— Aim of the task —
A faithful copy without images is required: write out all the records exactly.

— Extracted material —

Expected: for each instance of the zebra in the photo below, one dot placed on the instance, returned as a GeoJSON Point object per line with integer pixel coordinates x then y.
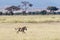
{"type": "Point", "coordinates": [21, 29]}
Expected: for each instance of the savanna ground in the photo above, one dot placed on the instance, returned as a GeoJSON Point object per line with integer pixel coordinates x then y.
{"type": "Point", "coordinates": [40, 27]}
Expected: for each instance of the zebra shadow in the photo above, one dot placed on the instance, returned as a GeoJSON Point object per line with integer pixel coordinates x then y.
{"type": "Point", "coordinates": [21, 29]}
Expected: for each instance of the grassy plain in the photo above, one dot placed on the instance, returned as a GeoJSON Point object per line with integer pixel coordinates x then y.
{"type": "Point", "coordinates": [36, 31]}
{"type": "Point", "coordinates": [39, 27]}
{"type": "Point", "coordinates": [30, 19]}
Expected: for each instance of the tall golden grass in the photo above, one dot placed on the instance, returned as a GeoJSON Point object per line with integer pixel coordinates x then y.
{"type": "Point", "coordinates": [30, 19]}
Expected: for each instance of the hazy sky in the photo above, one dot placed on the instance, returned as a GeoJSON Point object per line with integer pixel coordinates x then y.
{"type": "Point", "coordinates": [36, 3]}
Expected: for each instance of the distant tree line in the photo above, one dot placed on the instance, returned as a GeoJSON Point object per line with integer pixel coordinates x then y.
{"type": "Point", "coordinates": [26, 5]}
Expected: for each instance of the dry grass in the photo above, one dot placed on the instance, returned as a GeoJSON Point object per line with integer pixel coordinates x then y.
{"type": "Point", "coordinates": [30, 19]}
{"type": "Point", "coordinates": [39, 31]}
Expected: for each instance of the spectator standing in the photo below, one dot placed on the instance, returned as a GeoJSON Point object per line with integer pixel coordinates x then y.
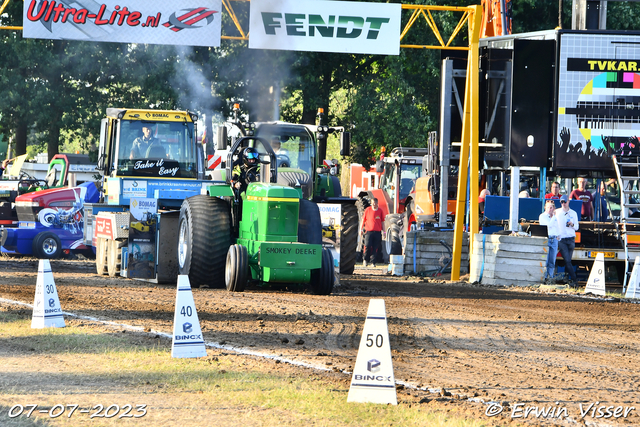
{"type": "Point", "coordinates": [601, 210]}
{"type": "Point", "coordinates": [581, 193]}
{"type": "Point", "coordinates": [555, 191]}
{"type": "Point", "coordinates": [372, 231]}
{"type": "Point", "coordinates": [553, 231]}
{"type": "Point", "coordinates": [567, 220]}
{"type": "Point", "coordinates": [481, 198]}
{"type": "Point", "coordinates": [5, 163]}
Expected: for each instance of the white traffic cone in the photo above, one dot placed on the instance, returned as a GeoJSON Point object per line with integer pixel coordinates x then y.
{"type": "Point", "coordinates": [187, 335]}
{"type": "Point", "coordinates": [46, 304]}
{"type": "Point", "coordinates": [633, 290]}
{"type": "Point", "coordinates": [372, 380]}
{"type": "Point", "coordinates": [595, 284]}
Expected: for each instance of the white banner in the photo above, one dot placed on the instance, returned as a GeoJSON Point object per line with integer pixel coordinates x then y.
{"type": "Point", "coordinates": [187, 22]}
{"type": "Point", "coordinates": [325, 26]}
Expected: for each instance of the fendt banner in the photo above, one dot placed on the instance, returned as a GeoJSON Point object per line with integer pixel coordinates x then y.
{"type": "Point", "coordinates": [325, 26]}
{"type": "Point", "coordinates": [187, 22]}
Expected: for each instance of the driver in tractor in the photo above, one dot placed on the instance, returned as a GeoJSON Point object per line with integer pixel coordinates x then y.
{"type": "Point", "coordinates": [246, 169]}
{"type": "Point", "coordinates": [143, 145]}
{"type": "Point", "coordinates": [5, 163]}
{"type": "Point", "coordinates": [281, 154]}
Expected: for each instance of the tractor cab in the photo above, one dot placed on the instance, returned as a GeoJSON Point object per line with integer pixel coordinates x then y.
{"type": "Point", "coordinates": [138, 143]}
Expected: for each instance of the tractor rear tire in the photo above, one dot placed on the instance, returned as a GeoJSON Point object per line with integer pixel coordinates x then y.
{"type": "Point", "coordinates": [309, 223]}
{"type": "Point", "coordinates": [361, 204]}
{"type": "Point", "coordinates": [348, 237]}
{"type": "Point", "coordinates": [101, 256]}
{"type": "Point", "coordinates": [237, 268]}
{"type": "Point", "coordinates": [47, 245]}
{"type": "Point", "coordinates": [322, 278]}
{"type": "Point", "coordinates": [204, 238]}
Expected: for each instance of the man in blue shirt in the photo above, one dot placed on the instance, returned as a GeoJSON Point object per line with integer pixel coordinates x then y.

— Completed task —
Expected: for each instance of the zebra in the photo below, one dot placed on the instance, returned as a GeoJSON Point object per line with integer pixel coordinates x then y.
{"type": "Point", "coordinates": [21, 29]}
Expected: for each instance of the savanna ground in the photo above, one dot placed on the instance, returned as a GeoJSON Point object per line with integer pixel coordinates x then y.
{"type": "Point", "coordinates": [40, 27]}
Expected: for each instance of the zebra shadow in the photo above, one dot placed on the instance, returned as a GeoJSON Point object per line with integer pixel coordinates x then y.
{"type": "Point", "coordinates": [21, 29]}
Expected: for each instance of the grassy plain in the photo above, one dot placed on the instance, returned as a GeoJSON Point object per line with integer pixel coordinates x then y.
{"type": "Point", "coordinates": [36, 31]}
{"type": "Point", "coordinates": [39, 27]}
{"type": "Point", "coordinates": [30, 19]}
Expected: for each instance of the tall golden grass in the photo above, one dot placed on the instance, returned as a GeoJSON Point object per line with integer pixel coordinates x then y.
{"type": "Point", "coordinates": [30, 19]}
Expected: for each instance of the hazy sky in the photo above, one dot placed on the instance, returned as a GeoJSON Point object per line with integer pixel coordinates x then y.
{"type": "Point", "coordinates": [36, 3]}
Expected: for each instance of the distant tree line in the photo above, one dot placed on the instance, returned as a GeoJSON Point object per line with integer pixel coordinates x then y.
{"type": "Point", "coordinates": [26, 5]}
Expected: for each instance of the dry grass in the photo above, one dot placed on the instance, returned as a GeoJSON Point object per line with integer pixel coordinates x then y.
{"type": "Point", "coordinates": [30, 19]}
{"type": "Point", "coordinates": [39, 31]}
Expected: for each instance of the spectator standing in the photo below, one dot placed on the instance, returned as a GeoJSON Point object per line with integer pixel coordinates x then y.
{"type": "Point", "coordinates": [601, 210]}
{"type": "Point", "coordinates": [581, 193]}
{"type": "Point", "coordinates": [555, 191]}
{"type": "Point", "coordinates": [372, 231]}
{"type": "Point", "coordinates": [553, 231]}
{"type": "Point", "coordinates": [567, 220]}
{"type": "Point", "coordinates": [481, 198]}
{"type": "Point", "coordinates": [5, 163]}
Expected: for each instance of the white traffic cone in the photo above, one dot placed on the instance, returned as a GeoJSON Point object per line with integer pixel coordinates x then y.
{"type": "Point", "coordinates": [187, 335]}
{"type": "Point", "coordinates": [46, 304]}
{"type": "Point", "coordinates": [633, 290]}
{"type": "Point", "coordinates": [372, 380]}
{"type": "Point", "coordinates": [595, 284]}
Expected: for each instance of the white banner in the photo above, one dot placed on the instance, returned as a GeoJSON Point object per line with integer pixel coordinates x then y.
{"type": "Point", "coordinates": [187, 22]}
{"type": "Point", "coordinates": [325, 26]}
Expected: for each instance of the fendt banner in the photo above, one dot placed on the instance, returned as a GeoJSON Point object per line with integer pixel coordinates x then y.
{"type": "Point", "coordinates": [325, 26]}
{"type": "Point", "coordinates": [187, 22]}
Expected: for each instance of the driver in tractor in the photo above, one dot placed on the instance, returned as a GeoJSON Point object per line with integer pixel coordinates x then y.
{"type": "Point", "coordinates": [246, 169]}
{"type": "Point", "coordinates": [143, 145]}
{"type": "Point", "coordinates": [5, 163]}
{"type": "Point", "coordinates": [281, 154]}
Expected: for each instance of the tractor cab in the photo above, one dot placed on the instance, returned as a GeoJSON Point object per line with integer pixel coordinates x then y.
{"type": "Point", "coordinates": [138, 143]}
Expected: for each instance of the tractor rear tire in the photo above, one dot placed on the instance, returned as a GeoJSON Point object per line with integer pixel coordinates x then y.
{"type": "Point", "coordinates": [309, 223]}
{"type": "Point", "coordinates": [361, 204]}
{"type": "Point", "coordinates": [348, 237]}
{"type": "Point", "coordinates": [101, 256]}
{"type": "Point", "coordinates": [237, 268]}
{"type": "Point", "coordinates": [47, 245]}
{"type": "Point", "coordinates": [322, 278]}
{"type": "Point", "coordinates": [204, 238]}
Expected: for each instance of the man in blue shirt in the photo above, one dot placed on the instance, returned as a GeoJSON Point object per line with integer pixel coordinates x then y.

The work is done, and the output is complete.